## Work instructions
[1] Answer these questions using the text on offensive comedians and online culture:
(a) What did the police decide after being involved in one complaint?
(b) While adapting to a changing world, what does the text say we can still do?
(c) How does the text say people on Hive seem when it comes to interacting?
[2] Write the next part of the text on offensive comedians and online culture, picking up right after its final sentence about people on Hive.

## Source text
↓↓↓
There's been a few instances lately in the UK where people have complained about a comedian being offensive. One even got the police involved, but they decided there was no real case. With some comics you know they are going to be offensive and you either accept that or not. It could be that online culture has changed attitudes. Opinions can get spread so quickly now and people like to get attention. That's a pretty recent thing and we're all still adjusting to it.

The world will keep on changing and that change may accelerate. We just have to adapt as we have no influence on changing that, but we can still stick to our principles and have an opinion.

It's always seemed like on Hive people are more shy about interacting (at least that has been my experience)
↑↑↑
## Data extracts
↓↓↓
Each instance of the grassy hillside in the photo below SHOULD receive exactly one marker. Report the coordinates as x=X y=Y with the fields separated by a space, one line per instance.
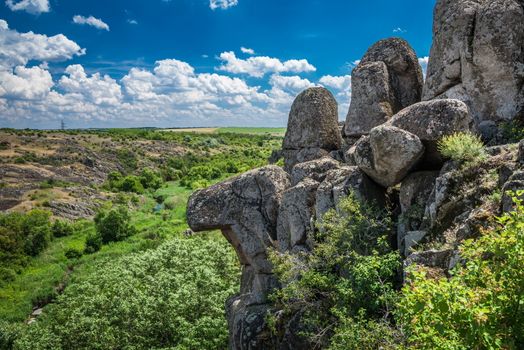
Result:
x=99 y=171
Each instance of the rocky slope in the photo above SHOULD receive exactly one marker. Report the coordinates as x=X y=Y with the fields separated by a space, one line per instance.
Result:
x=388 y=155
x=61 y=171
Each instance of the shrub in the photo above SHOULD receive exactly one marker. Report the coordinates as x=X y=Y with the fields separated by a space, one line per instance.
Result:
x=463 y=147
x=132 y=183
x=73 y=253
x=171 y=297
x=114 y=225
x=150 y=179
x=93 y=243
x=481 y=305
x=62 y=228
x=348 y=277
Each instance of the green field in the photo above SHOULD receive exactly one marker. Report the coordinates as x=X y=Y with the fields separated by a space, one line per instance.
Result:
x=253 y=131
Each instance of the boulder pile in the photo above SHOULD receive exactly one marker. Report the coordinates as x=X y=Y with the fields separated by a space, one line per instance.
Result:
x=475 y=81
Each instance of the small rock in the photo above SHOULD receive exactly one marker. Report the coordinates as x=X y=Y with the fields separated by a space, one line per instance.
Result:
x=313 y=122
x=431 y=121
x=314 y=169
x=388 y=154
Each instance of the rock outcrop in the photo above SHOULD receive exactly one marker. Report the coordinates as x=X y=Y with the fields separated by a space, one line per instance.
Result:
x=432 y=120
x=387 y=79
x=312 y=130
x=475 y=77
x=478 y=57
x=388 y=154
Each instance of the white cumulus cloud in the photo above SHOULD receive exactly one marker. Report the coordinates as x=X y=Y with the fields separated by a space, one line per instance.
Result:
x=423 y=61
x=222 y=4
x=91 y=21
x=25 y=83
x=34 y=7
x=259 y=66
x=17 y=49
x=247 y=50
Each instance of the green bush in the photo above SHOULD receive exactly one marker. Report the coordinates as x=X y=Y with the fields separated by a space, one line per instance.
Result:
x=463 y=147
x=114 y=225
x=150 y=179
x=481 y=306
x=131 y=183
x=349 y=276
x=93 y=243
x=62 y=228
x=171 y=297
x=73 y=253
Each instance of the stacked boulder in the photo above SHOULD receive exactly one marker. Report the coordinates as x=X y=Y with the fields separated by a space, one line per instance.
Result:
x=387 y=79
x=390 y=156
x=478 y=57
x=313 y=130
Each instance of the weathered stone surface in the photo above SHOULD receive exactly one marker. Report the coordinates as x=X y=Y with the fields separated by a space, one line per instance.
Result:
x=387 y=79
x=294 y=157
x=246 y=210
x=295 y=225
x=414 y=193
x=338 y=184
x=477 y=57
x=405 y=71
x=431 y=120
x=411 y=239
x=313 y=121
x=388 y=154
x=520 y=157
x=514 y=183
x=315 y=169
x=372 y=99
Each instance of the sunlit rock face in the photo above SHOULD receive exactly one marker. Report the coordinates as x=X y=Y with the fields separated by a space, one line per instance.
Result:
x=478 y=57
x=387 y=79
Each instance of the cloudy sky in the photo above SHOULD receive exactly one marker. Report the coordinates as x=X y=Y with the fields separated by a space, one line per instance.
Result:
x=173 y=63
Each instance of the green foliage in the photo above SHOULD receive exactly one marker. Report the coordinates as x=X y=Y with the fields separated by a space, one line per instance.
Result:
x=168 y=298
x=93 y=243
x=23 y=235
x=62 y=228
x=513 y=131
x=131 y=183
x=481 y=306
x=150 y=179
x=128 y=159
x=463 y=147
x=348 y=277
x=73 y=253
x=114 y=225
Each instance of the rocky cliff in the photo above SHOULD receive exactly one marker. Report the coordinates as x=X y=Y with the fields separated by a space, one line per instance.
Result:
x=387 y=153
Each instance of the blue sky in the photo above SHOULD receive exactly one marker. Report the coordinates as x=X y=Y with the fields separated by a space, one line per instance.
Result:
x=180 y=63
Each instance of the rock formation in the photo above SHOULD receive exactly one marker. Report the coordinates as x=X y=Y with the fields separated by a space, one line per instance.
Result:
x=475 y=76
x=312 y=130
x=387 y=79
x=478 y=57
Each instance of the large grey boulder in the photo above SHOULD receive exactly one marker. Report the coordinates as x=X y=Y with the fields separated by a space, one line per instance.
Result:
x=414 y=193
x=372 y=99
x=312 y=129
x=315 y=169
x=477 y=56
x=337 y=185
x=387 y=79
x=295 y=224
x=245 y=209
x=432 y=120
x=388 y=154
↑↑↑
↓↓↓
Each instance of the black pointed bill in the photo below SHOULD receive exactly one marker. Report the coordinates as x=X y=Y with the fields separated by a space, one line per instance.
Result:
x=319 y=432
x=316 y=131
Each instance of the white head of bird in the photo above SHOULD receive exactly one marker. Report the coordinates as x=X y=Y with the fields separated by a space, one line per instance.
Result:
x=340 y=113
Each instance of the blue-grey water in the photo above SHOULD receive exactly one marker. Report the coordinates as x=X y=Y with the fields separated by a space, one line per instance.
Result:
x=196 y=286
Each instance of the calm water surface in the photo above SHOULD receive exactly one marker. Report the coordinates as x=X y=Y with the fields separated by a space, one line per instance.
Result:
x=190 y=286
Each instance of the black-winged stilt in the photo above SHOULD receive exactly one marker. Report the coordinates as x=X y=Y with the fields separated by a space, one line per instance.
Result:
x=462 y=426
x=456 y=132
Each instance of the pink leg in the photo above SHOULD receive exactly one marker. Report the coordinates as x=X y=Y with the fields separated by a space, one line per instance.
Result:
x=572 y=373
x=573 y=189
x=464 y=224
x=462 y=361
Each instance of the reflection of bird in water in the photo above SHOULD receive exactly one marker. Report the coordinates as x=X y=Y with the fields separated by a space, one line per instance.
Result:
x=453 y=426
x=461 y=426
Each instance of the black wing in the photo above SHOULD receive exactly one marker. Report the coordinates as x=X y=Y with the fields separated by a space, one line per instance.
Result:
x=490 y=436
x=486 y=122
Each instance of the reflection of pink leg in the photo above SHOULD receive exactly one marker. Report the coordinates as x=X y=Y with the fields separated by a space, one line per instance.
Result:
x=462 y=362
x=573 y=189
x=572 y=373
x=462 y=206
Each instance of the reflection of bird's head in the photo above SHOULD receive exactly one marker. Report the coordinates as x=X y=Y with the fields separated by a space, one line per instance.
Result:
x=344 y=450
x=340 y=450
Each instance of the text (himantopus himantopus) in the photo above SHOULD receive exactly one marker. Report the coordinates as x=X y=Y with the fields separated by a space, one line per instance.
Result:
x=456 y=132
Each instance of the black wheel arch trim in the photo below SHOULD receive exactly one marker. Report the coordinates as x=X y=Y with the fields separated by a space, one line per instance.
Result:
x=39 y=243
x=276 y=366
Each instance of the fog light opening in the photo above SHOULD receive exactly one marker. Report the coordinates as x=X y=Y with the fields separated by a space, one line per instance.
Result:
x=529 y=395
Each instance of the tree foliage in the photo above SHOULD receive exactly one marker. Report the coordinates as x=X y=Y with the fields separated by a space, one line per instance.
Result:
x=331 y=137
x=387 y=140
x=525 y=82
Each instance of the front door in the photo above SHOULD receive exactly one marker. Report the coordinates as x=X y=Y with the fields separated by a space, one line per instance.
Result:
↑↑↑
↓↓↓
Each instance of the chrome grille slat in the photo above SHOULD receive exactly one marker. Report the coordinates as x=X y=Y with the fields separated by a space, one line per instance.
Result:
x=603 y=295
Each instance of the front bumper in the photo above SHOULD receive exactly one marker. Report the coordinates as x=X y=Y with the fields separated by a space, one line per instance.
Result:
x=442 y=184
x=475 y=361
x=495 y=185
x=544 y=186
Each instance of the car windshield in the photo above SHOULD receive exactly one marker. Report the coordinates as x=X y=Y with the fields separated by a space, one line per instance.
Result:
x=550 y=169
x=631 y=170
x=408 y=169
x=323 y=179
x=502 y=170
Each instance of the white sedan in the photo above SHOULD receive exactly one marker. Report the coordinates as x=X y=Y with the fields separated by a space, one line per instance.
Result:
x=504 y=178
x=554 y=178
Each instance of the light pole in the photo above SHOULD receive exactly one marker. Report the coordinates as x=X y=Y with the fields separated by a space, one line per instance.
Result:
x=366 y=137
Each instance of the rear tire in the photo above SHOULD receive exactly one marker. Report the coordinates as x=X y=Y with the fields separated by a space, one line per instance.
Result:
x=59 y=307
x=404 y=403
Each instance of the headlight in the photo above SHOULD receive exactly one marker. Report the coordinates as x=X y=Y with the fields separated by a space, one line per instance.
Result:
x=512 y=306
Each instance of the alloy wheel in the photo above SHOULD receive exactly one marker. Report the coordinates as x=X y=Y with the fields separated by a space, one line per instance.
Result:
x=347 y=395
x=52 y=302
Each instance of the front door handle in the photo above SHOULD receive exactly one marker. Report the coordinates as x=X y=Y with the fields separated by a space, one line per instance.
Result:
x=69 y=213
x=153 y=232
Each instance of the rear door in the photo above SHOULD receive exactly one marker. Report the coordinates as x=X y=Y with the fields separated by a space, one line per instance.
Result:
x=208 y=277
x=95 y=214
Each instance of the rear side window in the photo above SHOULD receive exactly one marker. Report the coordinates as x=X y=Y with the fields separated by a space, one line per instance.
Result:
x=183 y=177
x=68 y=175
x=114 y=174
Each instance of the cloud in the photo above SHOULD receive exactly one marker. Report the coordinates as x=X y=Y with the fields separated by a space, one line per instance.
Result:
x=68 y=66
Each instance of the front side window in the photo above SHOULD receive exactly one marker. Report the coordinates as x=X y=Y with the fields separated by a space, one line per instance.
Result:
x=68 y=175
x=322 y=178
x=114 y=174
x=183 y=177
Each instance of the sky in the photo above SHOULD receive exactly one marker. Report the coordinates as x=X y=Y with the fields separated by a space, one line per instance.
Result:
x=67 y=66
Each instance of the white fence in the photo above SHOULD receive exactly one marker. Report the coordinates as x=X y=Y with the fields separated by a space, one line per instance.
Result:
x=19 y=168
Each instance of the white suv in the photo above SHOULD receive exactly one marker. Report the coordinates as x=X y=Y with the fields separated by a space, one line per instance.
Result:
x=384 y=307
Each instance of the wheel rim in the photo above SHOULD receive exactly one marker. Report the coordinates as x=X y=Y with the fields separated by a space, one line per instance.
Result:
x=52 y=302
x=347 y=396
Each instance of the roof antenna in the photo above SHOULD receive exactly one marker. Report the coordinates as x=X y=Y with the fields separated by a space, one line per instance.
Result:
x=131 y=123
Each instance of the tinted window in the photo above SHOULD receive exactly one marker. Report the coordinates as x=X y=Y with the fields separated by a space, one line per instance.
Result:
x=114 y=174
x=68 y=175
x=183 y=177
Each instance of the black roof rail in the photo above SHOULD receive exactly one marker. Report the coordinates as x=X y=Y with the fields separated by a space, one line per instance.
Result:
↑↑↑
## Results in order
[1]
(a) They decided there was no real case.
(b) We can still stick to our principles and have an opinion.
(c) They seem more shy about interacting.

[2]
I'd call music a different animal as far as that's concerned, and if you have 48 bans decide to do a cover all 48 wouldn't choose the same song. As opposed to artist alley where everyone has a batman or Harley Quinn print. lol
The online culture has only affected online culture. Real life people in person with no "likes" to be gained, still know what a joke is. If they don't laugh...maybe it just aint funny

The Hive community can be odd. There are lots of cliques who stick with their own crowd. I'm open to talking to anyone.

Comedy can get a more instant reaction than some other arts. People either laugh or they don't. I have seen some 'edgy' comedians. One ends his act by seeing how controversial he can get before people object, but they are just jokes and not an attempt to hurt people. Some people are so easily offended, but I think that's partly through choice.